§ **Short exercise**
Can you copy each item below word for word, leaving the pictures out of your answer?

[Collected data entries]
┌────────

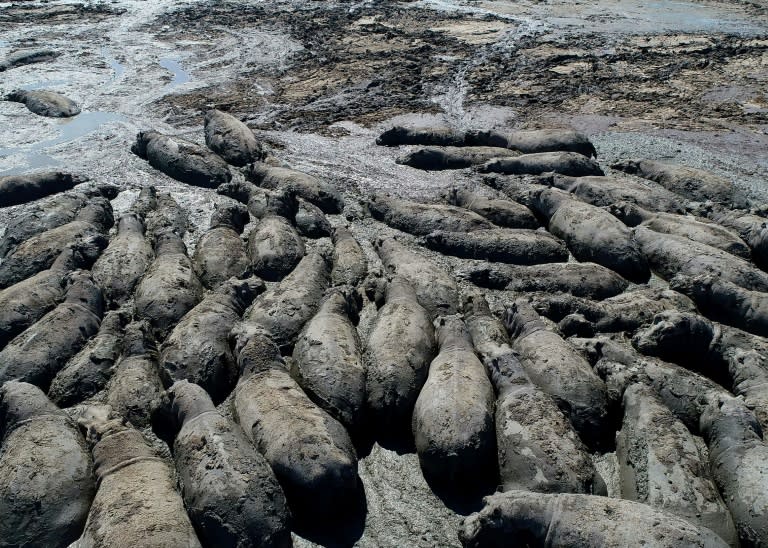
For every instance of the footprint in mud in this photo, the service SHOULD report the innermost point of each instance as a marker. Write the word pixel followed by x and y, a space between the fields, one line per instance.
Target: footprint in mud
pixel 180 76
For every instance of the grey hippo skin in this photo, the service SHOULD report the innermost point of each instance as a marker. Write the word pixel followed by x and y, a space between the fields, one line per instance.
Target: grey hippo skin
pixel 440 158
pixel 350 267
pixel 684 392
pixel 671 255
pixel 283 310
pixel 661 465
pixel 46 472
pixel 536 140
pixel 315 191
pixel 502 213
pixel 145 203
pixel 722 352
pixel 439 136
pixel 559 370
pixel 45 103
pixel 231 492
pixel 27 57
pixel 738 458
pixel 86 231
pixel 311 222
pixel 170 288
pixel 274 247
pixel 604 191
pixel 123 263
pixel 198 348
pixel 752 228
pixel 435 288
pixel 38 353
pixel 592 234
pixel 309 451
pixel 220 253
pixel 624 312
pixel 538 449
pixel 260 201
pixel 181 159
pixel 18 189
pixel 41 216
pixel 135 391
pixel 23 303
pixel 726 302
pixel 328 360
pixel 579 279
pixel 565 163
pixel 701 231
pixel 578 521
pixel 453 416
pixel 401 344
pixel 89 370
pixel 136 503
pixel 691 183
pixel 421 219
pixel 231 139
pixel 504 245
pixel 515 189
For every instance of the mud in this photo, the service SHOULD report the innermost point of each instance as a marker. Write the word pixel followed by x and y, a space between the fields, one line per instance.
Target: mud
pixel 682 82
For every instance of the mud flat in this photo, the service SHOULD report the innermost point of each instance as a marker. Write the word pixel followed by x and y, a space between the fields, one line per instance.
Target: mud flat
pixel 681 82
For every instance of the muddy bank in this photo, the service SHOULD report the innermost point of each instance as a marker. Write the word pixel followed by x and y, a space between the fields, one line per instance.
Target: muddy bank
pixel 318 81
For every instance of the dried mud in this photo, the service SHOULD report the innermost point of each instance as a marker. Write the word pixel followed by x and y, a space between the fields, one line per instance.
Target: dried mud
pixel 317 81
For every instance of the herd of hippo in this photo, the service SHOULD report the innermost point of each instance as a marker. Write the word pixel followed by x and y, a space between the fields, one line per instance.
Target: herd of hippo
pixel 128 330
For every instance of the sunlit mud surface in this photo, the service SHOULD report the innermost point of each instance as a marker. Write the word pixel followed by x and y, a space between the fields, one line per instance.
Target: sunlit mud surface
pixel 317 81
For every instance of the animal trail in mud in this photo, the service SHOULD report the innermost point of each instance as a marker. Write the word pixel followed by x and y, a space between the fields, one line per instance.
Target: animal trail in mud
pixel 259 357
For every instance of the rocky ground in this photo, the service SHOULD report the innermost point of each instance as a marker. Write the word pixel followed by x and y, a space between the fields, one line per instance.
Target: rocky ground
pixel 317 81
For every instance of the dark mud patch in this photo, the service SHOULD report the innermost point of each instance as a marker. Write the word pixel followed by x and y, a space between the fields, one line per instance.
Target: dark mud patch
pixel 370 63
pixel 366 64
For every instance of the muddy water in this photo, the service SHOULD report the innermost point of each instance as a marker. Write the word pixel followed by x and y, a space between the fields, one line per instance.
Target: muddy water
pixel 126 71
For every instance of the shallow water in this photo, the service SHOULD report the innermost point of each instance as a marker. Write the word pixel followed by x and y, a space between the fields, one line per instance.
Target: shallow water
pixel 70 129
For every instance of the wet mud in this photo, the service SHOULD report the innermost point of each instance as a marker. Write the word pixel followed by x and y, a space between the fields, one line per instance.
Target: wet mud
pixel 319 81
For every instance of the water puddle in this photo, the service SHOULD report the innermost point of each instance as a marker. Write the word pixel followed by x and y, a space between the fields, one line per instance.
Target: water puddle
pixel 180 76
pixel 34 156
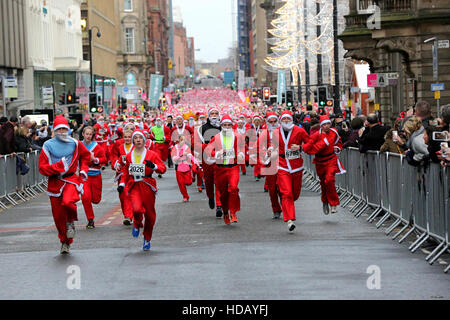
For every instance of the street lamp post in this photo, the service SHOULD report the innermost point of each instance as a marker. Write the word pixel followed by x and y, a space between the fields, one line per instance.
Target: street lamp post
pixel 90 54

└────────

§ **The reply**
For every instance of the footprint in mud in this photo, the service SHOULD report the innermost point of each instance as a marker. Write the word pixel followed by x and y, a space between the fields, one line per instance.
Target: footprint in mud
pixel 180 76
For every instance of the grey hippo skin in this photo, the service SHOULD report the innermost point of each instance as a marker. Write the word pixel followed by x and y, a space between the fields, one line per instance.
Target: grey hippo skin
pixel 440 158
pixel 350 267
pixel 684 392
pixel 671 255
pixel 283 310
pixel 661 465
pixel 46 472
pixel 536 140
pixel 315 191
pixel 502 213
pixel 145 203
pixel 722 352
pixel 439 136
pixel 559 370
pixel 45 103
pixel 231 492
pixel 27 57
pixel 738 458
pixel 86 231
pixel 311 222
pixel 170 288
pixel 274 247
pixel 604 191
pixel 123 263
pixel 198 348
pixel 752 228
pixel 435 288
pixel 38 353
pixel 592 234
pixel 309 451
pixel 220 253
pixel 624 312
pixel 538 449
pixel 260 201
pixel 181 159
pixel 18 189
pixel 41 216
pixel 135 391
pixel 23 303
pixel 726 302
pixel 328 360
pixel 579 279
pixel 565 163
pixel 701 231
pixel 578 521
pixel 453 416
pixel 401 344
pixel 89 370
pixel 136 503
pixel 691 183
pixel 421 219
pixel 231 139
pixel 504 245
pixel 515 189
For every instance of the mud in this photo, the service SHOULD report the innermost point of each instance as a marker. Write the word pixel followed by x and y, a space between the fields, one line per instance.
Target: mud
pixel 682 82
For every instance of the mud flat in this photo, the service SHOULD report the innermost point of each instance as a marker. Write the word pixel followed by x and y, a space between the fields, one line per instance.
Target: mud flat
pixel 681 82
For every instance of the muddy bank in this photo, the service SHOULD report the innermost point of each instance as a marker. Write the word pixel followed by x and y, a space between the fields, one line per instance.
Target: muddy bank
pixel 318 81
For every instance of the dried mud in this photo, the service SHOULD report the innermost point of each instance as a marker. Write the word pixel followed by x and y, a space between the fields, one line per instance.
Target: dried mud
pixel 317 81
For every instance of the herd of hippo in this photo, the service SHOULD report the innermost point of each instance as a marker. Write the word pixel followed by x and y, a space between the fields, one line per instance.
Target: herd of hippo
pixel 128 330
For every instance of the sunlit mud surface in this photo, the service SHOULD report the innermost point of each instance as a marker. Write the word pixel followed by x and y, a space between the fields, one line per instance.
Target: sunlit mud surface
pixel 317 81
For every instance of the animal trail in mud in this photo, the service SHOULD report the innermost point of each instance as a marker. Write the word pixel followed by x and y, a space between the fields, one line per instance.
Target: animal trail in mud
pixel 259 357
For every instance of the rocky ground in this photo, the service SHOULD report the innermost point of each instance as a marker. Write the word pixel followed by x and y, a space between the fields, one line per instance.
Target: rocky ground
pixel 317 81
For every instance of the dark mud patch in this photo, the service SHOULD report the innermost point of each instance as a marker. Write the word pixel followed by x and y, a space between the fields, one line per instance.
Target: dark mud patch
pixel 370 63
pixel 366 64
For every instance of the muddy water in this photo, the service SHOULD report the innermost point of each instance as a marker. Write the word pixel followed by x and y, a space between the fields, one line per instance.
Target: muddy water
pixel 126 71
For every instance of the shallow water in this photo, the service SHOULD report the innermost point of each instance as a marker. Write the word pixel followed by x and y, a space between the fields, one line per instance.
Target: shallow water
pixel 70 129
For every instance of the wet mud in this photo, the service SHOULD report the innermost point of each instance as a marker. Write the word pixel followed by x and y, a space between the fields, one line per instance.
Target: wet mud
pixel 319 81
For every instance of the water puddle in this photo, the service SHOULD report the innermost point of each instance as a marker. Write the word pixel followed by x and y, a space between the fields, one line per instance.
Target: water puddle
pixel 180 76
pixel 34 156
For every instance of the street lamp post in this photo, the service SHOULD report the innermost point of each instance as a marker. Write the word pixel followed by x and y, a space between the fields, one line per instance.
Target: street lamp post
pixel 90 54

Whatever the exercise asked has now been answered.